## What the exercise asks
Write out all of the entries exactly as given.

─── Working data ───

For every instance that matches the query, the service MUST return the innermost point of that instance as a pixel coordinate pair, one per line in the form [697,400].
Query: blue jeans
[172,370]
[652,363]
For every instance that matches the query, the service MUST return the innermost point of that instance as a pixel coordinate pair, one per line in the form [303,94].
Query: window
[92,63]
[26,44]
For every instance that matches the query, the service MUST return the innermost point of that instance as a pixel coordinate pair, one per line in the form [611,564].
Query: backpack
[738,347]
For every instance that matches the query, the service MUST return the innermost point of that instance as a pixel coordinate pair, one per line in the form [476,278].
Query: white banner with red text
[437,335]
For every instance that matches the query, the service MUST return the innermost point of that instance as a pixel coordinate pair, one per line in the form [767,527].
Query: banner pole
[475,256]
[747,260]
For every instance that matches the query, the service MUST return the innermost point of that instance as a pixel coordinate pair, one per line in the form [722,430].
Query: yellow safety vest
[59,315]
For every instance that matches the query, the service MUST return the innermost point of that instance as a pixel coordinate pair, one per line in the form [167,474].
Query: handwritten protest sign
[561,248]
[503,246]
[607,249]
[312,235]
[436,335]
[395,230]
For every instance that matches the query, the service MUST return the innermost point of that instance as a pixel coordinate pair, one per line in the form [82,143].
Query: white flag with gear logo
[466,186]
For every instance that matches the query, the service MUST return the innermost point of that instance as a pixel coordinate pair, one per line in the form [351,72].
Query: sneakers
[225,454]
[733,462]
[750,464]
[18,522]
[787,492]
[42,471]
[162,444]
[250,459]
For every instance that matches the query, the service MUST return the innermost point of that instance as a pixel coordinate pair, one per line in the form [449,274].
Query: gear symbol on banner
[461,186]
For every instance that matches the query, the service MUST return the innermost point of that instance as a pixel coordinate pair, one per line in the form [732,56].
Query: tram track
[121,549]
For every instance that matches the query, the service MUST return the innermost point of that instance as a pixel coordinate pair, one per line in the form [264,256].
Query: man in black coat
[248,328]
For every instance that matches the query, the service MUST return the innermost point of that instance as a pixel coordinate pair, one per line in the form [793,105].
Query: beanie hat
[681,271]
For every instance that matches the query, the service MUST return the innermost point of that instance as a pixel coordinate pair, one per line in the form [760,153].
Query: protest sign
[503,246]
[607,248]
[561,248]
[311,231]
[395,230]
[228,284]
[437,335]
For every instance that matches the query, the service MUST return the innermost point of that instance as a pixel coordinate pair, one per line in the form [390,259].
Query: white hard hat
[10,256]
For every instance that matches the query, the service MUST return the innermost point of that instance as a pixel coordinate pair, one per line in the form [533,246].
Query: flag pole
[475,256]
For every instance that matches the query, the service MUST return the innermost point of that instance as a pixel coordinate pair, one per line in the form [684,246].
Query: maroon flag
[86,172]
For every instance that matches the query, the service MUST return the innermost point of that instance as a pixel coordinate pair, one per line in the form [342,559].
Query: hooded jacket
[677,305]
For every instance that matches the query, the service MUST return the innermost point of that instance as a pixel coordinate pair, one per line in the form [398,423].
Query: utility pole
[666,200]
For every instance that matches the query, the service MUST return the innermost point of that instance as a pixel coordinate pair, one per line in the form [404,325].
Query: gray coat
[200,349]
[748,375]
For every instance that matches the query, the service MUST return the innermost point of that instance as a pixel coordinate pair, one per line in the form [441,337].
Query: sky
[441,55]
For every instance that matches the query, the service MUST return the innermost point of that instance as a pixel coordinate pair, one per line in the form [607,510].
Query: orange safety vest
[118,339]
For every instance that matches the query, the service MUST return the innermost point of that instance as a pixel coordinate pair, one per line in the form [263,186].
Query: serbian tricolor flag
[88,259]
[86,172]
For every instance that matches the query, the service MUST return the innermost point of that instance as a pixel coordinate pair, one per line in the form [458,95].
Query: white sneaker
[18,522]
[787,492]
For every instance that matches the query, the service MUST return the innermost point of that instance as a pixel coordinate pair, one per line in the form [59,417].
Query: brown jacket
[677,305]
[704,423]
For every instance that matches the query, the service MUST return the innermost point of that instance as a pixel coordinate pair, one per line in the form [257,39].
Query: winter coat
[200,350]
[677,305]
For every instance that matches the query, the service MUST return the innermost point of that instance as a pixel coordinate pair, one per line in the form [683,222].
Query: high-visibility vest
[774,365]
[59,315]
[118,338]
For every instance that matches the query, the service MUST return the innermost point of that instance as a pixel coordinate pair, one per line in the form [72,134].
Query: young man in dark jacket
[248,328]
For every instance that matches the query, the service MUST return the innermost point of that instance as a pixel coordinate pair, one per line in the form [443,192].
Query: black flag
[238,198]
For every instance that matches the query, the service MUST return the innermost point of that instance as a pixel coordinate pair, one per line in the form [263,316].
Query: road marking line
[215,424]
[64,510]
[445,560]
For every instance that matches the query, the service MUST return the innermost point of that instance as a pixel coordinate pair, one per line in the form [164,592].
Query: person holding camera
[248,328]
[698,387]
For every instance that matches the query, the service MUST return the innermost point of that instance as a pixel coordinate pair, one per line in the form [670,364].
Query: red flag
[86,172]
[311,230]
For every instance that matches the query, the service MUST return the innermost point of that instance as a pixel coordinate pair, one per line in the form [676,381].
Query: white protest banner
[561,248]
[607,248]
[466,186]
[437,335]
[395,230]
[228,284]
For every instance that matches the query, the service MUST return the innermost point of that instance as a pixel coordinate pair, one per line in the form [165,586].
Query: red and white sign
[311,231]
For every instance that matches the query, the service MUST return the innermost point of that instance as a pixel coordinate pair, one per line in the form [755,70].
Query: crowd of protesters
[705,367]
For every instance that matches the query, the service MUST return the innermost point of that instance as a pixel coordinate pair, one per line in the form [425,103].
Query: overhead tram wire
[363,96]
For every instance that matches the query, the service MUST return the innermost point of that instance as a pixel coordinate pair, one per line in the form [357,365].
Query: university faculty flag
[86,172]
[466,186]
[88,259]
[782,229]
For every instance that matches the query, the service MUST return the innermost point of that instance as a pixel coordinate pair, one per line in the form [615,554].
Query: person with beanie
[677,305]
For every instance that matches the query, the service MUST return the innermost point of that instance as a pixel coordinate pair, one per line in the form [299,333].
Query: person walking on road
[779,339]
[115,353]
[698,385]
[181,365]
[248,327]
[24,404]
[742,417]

───

## Response for this exercise
For every instance that matches the query, the service MUST return the innermost point of that instance as a pixel coordinate pair, one per line in the form [697,400].
Query: blue jeans
[172,370]
[652,363]
For every instance that matches the query, the service MUST return the innermost point of that instance as a pixel coordinate pair, one per line in the form [303,94].
Query: window
[92,63]
[26,44]
For every instance that matches the query, the service MUST return the innermost point of that instance as a pixel coordinate pair, one per line in the form [611,564].
Query: backpack
[738,347]
For every instance that matches the query, the service MUST return the innermost point of that instance as a pixel coordinate pair, one per line in the form [476,278].
Query: white banner with red text
[437,335]
For every instance that matches the query, the service MUST return the innermost point of that instance as a pixel coordinate pair, one per line in the form [767,527].
Query: banner pole
[475,256]
[747,260]
For every instance that matches the query, the service MUST return the innermost point of that instance as a pixel coordinate pair, one per line in the form [722,430].
Query: yellow safety vest
[59,315]
For every instance that matches the query, the service MUST return the innermost point of that instance as a pixel coordinate pair, one per line in the form [167,474].
Query: handwritten protest sign
[561,248]
[503,246]
[607,249]
[312,235]
[436,335]
[395,230]
For every instance that matches the query, the service MUST return the innermost point of that instance as a pixel coordinate pair, one per line in the form [82,143].
Query: white flag with gear logo
[466,186]
For every instance that matches the query, the service MUST return the innermost point of that instance as a pixel coordinate pair, one per line in the form [351,72].
Query: sneakers
[225,454]
[733,462]
[750,464]
[18,522]
[787,492]
[42,471]
[162,444]
[250,459]
For every instance that matches the query, the service MUST return the innermost point of that instance as a pixel coordinate pair, one per line in the form [449,274].
Query: gear symbol on banner
[461,186]
For every instance that matches the query, the service MUST return the innermost point of that instance as a pixel coordinate pair, one per line in the form [732,56].
Query: tram track
[121,549]
For every instance that matches the query, the service MUST return the innermost point of that instance as a pixel coordinate pair, one per line in the form [264,256].
Query: man in black coat
[248,328]
For every instance that matches the query, the service MUST return the innermost point of that instance as a pixel coordinate pair, one per line in the form [793,105].
Query: beanie hat
[681,271]
For every instance that matches the query, the service MUST return the innermost point of that instance as a pixel coordinate pair, one per line in the form [760,153].
Query: protest sign
[503,246]
[607,248]
[561,248]
[311,231]
[395,230]
[228,284]
[437,335]
For every instance that matches the query, the service MUST return the innermost point of that instance as a pixel coordinate pair, one per line in the form [390,259].
Query: white hard hat
[10,256]
For every instance that matches the query, the service MUST return the innermost point of that instance as a pixel coordinate pair, one per line in the form [533,246].
Query: flag pole
[475,256]
For every instance that matches the query, the service MUST return the innermost point of that instance as a pixel coordinate pair, one per line in the form [684,246].
Query: maroon flag
[86,172]
For every instance that matches the query, the service MUST return the innermost point of that instance as a pixel coordinate pair, one per line in the form [342,559].
Query: hooded jacket
[677,305]
For every instance that matches the query, the service MUST return the innermost point of that instance as a pixel coordinate pair, one per line in the form [398,423].
Query: utility pole
[666,200]
For every instance that matches the query, the service MUST return the innermost point of that instance as a pixel coordinate pair, one per line in the form [404,325].
Query: gray coat
[200,349]
[748,375]
For every instance that matches the query, the service MUST return the innermost point of that instance as a pixel coordinate pair, one per line in the form [441,337].
Query: sky
[441,55]
For every instance that matches the query, the service MUST return the innermost point of that instance as a pixel coordinate pair, one per line in the form [607,510].
Query: orange safety vest
[118,339]
For every instance that matches the query, the service MUST return the innermost point of that instance as a pixel coordinate pair, one per line in the form [263,186].
Query: serbian tricolor flag
[88,259]
[86,172]
For every instance that matches the query, the service MUST return the innermost point of that instance as a pixel coordinate pair, one per line in the form [458,95].
Query: white sneaker
[18,522]
[787,492]
For every instance that matches the query, the service MUST return the innermost point of that instance as a pixel coordinate pair, one per line in the form [59,417].
Query: brown jacket
[677,305]
[704,423]
For every instance that matches the query, the service MUST return the innermost point of that instance as a pixel coordinate pair, one per line in the form [257,39].
Query: winter coat
[200,350]
[677,305]
For every instance that matches the query, the service MUST return the innermost point of that instance as a pixel coordinate pair, one per line in the form [683,222].
Query: high-visibility vest
[774,365]
[59,315]
[118,338]
For every instance that matches the query, the service MUST return the innermost point of that instance as a pixel coordinate pair, one per line in the form [72,134].
Query: young man in dark jacket
[248,328]
For every instance that matches the query, the service MUST return the innermost point of that instance as a pixel coordinate pair, one per line in the form [443,192].
Query: black flag
[238,198]
For every instance that matches the query, the service MUST return the innermost point of that instance as a pixel coordinate pair, one per line in the form [263,316].
Query: road marking line
[215,424]
[64,510]
[445,560]
For every instance that matches the query, the service MUST return the innermost point of that instance as a pixel coordinate pair, one per line in the form [164,592].
Query: person holding camera
[248,328]
[698,387]
For every instance that matches the query, the service MUST return the innermost point of that instance as a pixel coordinate pair, one per line in the form [670,364].
Query: red flag
[86,172]
[311,230]
For every instance that matches the query, the service MUST return the innermost point of that instance as a pixel coordinate pair, one per line in the form [676,381].
Query: white protest banner
[561,248]
[607,248]
[466,186]
[437,335]
[395,230]
[228,284]
For every instance that matches the query, the service MUST return the innermost point of that instance as a pixel coordinate pair, one per line in the form [165,586].
Query: red and white sign
[311,231]
For every instance that matches the query, the service MUST return the innermost point of that instance as a pixel coordinate pair, one per line in the form [755,70].
Query: crowd of protesters
[705,367]
For every instance that matches the query, the service MUST return the innermost point of that instance as a pixel coordinate pair, one per line in the form [425,103].
Query: overhead tram wire
[363,96]
For every instance that matches the query, the service MUST return the innermost point of that instance as a pixel coordinate pair, one per line in the form [357,365].
Query: university faculty flag
[86,172]
[466,186]
[88,259]
[782,229]
For every instance that matches the query, the service MUST return the innermost point of that instance as a pixel coordinate pair, one per line in the form [615,554].
Query: person with beanie
[677,305]
For every instance that matches the query, the service MUST return the innermost point of that instance as a pixel coordinate pair, one per line in the form [299,333].
Query: person walking on road
[779,339]
[115,353]
[698,385]
[181,365]
[248,327]
[24,404]
[742,417]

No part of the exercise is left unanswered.